*** Given passage ***

Around 1.3 Billion People Worldwide Don’t Want the COVID-19 Vaccine: Gallup Poll

Around 1.3 billion people worldwide said that they will not get a COVID-19 vaccine if it became available at no cost, according to a Gallup poll taken in the last six months of 2020 and released Monday.

The 1.3 billion was a combination of 29 percent, or around three in 10 adults, worldwide who refused to be vaccinated, and another 3 percent who were undecided or refused to answer.

The rollout of the vaccines may be more challenging in certain countries, where more than 50 percent of people in 20 countries and areas said that they were unwilling to receive a COVID-19 vaccine.

These countries are Gabon, Cameroon, Jordan, Hungary, Bulgaria, Bosnia and Herzegovina, Russia, Kazakhstan, Kosovo, Senegal, Togo, Cyprus, Czech Republic, North Macedonia, Albania, Poland, Namibia, Lebanon, and Ukraine. Less than 2 percent of the population in eight of the countries have been vaccinated against COVID-19.

Sub-Saharan African countries Cameroon and Gabon led the list with the highest percentage of its population refusing the vaccine at 66 percent and 65 percent, respectively.

Although vaccine refusal may be high in some of the sub-Saharan African countries, the low COVID-19 mortality rate has puzzled scientists. As of April 28, the cumulative death count for the entire 46 sub-Saharan African countries was 79,804 deaths, or a case fatality risk of 2.5 percent, according to healthasset.org, which is collecting data on COVID-19 in the area. More than half of the deaths occurred in South Africa.

A spokesperson from America’s Frontline Doctors (AFLDS) told The Epoch Times via email that the high number of people who do not want to receive the vaccine “should surprise no one particularly those from countries where years of authoritarian rule made people naturally more cautious about blind acquiescence to government mandates.”

“Hesitancy among people is natural and should not be treated as controversial. It is often reflective of a distrust of government-provided information or a desire to examine more evidence and effectiveness before taking any medication,” the spokesperson added.

In this file photo, a vial of the AstraZeneca vaccine is pictured in a pharmacy in Boulogne Billancourt, outside Paris on March 15, 2021. (The Canadian Press/ Christophe Ena/File/AP)

Some of the reasons why people are declining the COVID-19 vaccine include concerns of side effects, vaccine safety and efficacy, the speed at which it was developed, and a lack of trust in pharmaceutical companies, governments, and businesses, particularly those who incentivize people to get the vaccine or mandate a vaccine passport while the vaccine is only granted an emergency use authorization (EUA).

*** End of Given passage ***

## Problem A:
According to the Gallup poll article, what share of Cameroon's population refused the COVID-19 vaccine?
## Problem B:
List every reason the Gallup poll article gives for people declining the COVID-19 vaccine.
## Problem C:
Write a continuation of the article on the Gallup vaccine poll, starting right after its final sentence.

*** The data ***

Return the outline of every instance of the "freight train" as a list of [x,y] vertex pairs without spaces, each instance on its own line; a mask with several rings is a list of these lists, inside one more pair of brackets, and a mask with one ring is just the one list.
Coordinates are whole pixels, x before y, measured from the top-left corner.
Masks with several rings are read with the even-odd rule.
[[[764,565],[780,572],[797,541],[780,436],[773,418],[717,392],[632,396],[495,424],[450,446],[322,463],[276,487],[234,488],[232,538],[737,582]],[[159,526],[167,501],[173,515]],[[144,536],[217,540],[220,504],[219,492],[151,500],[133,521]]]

*** End of The data ***

## Written reply A:
66 percent

## Written reply B:
- Concerns about side effects
- Concerns about vaccine safety and efficacy
- The speed at which the vaccine was developed
- A lack of trust in pharmaceutical companies, governments, and businesses

## Written reply C:
“In addition, mandating vaccines that have not been fully approved and where long-term data is unavailable is not a sound medical or scientific approach,” the AFLDS spokesperson said. “It violates federal and international law. Many people are interested in waiting to see if new research comes that could cut against any EUA that permitted premature rollout of a new type of medication.”

The Food and Drug Administration (FDA) has so far only issued an emergency authorization to three vaccine manufacturers: Johnson & Johnson, Moderna, and Pfizer-BioNTech. The only treatment the federal regulator has approved for a COVID -19 illness that requires hospitalization and oxygen supplementation is the antiviral agent, remdesivir.

The FDA states: “Under section 564 of the Federal Food, Drug, and Cosmetic Act (FD&C Act), when the Secretary of HHS declares that an emergency use authorization is appropriate, FDA may authorize unapproved medical products or unapproved uses of approved medical products to be used in an emergency to diagnose, treat, or prevent serious or life-threatening diseases or conditions caused by CBRN [chemical, biological, radiological, and nuclear] threat agents when certain criteria are met, including there are no adequate, approved, and available alternatives.”

Uncertainty or refusal to receive the vaccine is diverse and beyond partisan issues in the United States. According to a February 2021 poll by the University of Texas/Texas Tribune, while more Independents and Republicans in the Lone Star state expressed they did not want to be vaccinated or were unsure, at least 27 percent of Democrats also said the same.

In addition, about 26 percent of Texas Democrats expressed vaccines in general were not safe, compared to 55 percent Independents and 46 percent Republicans.

The Harris Poll involving 2,097 Americans found that while more people said they would wait out on the vaccine (21 percent) or outright declined it (14 percent), about 10 percent expressed they would receive the vaccine “whenever they get around to it.”

To date, more than 247 million doses of the COVID-19 vaccine have been administered to Americans, and 50 percent of the population in nine states have received at least one shot.

About 68 percent of Americans say that they are satisfied with the vaccine process. That number is double what it was in January and was highest among people age 65 and older, according to a Gallup poll that came out on March 30.